Use MADV_FREE to reclaim pages of freed regions

In order to release memory consumed by freed regions back to kernel we
use madvise(MADV_DONTNEED) syscall, which synchronously takes away all
the pages of the given memory range. As a side-effect, this also
provides us clean (zeroed-out) pages the next time region is used by
an application thread as a TLAB. The downside is overhead of
MADV_DONTNEED (it has to manipulate all the corresponding page-table
entries). Furthermore, the application thread gets page fault each
time it moves from one page to the next while consuming the TLAB.

MADV_FREE is another madvise option that also advises kernel to take
away the pages, but only when there is memory pressure. It is a much
more light-weight operation than MADV_DONTNEED. Also, the application
thread doesn't get the page fault overhead, if the page is not already
reclaimed. However, a page which is not reclaimed by the kernel will
have stale data on it.

This change uses MADV_FREE for region-space's reclamation and ensures
that pages about to be used for new allocations are properly cleared.

--------------------------------

§ **Request 1**: Extract everything in the MADV_FREE text from "MADV_FREE is another" down to "are properly cleared.".
§ **Request 2**: Do these statements agree with the MADV_FREE text? (a) MADV_DONTNEED removes the pages only when there is memory pressure. (b) A page the kernel has not reclaimed will still hold stale data. (c) MADV_FREE is a heavier operation than MADV_DONTNEED. Answer yes or no for each, quoting the deciding words.
The bounding box data is not needed for anything here.

Excerpts of bounding box data:
--------------------------------

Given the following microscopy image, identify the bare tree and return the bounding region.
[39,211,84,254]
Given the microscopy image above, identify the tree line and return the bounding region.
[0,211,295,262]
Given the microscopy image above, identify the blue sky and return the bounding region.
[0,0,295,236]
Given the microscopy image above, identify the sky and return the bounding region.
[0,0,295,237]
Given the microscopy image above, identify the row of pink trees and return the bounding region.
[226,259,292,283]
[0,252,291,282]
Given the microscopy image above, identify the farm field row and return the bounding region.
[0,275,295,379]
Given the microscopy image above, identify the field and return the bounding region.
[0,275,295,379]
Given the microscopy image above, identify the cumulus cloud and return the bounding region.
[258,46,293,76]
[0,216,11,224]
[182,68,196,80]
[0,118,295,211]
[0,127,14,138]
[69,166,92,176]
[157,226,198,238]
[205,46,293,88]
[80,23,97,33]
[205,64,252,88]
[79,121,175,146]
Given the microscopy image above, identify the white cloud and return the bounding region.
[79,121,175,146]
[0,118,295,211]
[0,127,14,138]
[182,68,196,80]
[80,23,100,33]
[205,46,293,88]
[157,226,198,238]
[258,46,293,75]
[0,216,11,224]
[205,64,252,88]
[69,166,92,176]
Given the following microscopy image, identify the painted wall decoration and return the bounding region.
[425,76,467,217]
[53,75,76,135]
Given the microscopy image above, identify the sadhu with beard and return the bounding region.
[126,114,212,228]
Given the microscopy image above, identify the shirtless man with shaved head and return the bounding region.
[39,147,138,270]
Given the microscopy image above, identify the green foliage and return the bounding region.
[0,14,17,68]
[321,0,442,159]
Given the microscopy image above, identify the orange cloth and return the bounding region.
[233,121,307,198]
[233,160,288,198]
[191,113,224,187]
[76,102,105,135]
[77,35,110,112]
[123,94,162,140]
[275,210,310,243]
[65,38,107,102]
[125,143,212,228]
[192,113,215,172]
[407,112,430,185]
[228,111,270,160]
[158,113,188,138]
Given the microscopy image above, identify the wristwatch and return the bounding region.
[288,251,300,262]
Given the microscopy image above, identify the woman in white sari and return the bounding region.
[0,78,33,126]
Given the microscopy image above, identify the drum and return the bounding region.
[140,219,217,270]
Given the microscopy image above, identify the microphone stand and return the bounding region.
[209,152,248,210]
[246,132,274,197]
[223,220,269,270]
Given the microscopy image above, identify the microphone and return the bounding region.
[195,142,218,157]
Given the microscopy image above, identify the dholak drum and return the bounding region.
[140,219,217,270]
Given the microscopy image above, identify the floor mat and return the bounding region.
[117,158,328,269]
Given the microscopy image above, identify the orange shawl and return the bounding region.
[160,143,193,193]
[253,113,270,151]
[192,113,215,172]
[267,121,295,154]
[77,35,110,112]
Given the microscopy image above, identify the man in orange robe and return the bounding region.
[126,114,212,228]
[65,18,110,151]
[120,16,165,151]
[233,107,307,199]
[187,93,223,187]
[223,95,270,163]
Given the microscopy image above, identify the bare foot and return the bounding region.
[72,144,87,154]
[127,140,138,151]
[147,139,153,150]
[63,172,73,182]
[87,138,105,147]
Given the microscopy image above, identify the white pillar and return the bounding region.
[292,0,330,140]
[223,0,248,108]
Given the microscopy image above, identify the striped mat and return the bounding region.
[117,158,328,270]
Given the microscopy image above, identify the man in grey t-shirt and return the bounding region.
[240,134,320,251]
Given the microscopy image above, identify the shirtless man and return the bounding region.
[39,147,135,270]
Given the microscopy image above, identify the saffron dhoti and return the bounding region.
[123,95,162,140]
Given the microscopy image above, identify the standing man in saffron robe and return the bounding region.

--------------------------------

§ **Correct response 1**:
MADV_FREE is another madvise option that also advises kernel to take
away the pages, but only when there is memory pressure. It is a much
more light-weight operation than MADV_DONTNEED. Also, the application
thread doesn't get the page fault overhead, if the page is not already
reclaimed. However, a page which is not reclaimed by the kernel will
have stale data on it.

This change uses MADV_FREE for region-space's reclamation and ensures
that pages about to be used for new allocations are properly cleared.

§ **Correct response 2**:
(a) No: "which synchronously takes away all the pages of the given memory range"
(b) Yes: "a page which is not reclaimed by the kernel will have stale data on it"
(c) No: "It is a much more light-weight operation than MADV_DONTNEED"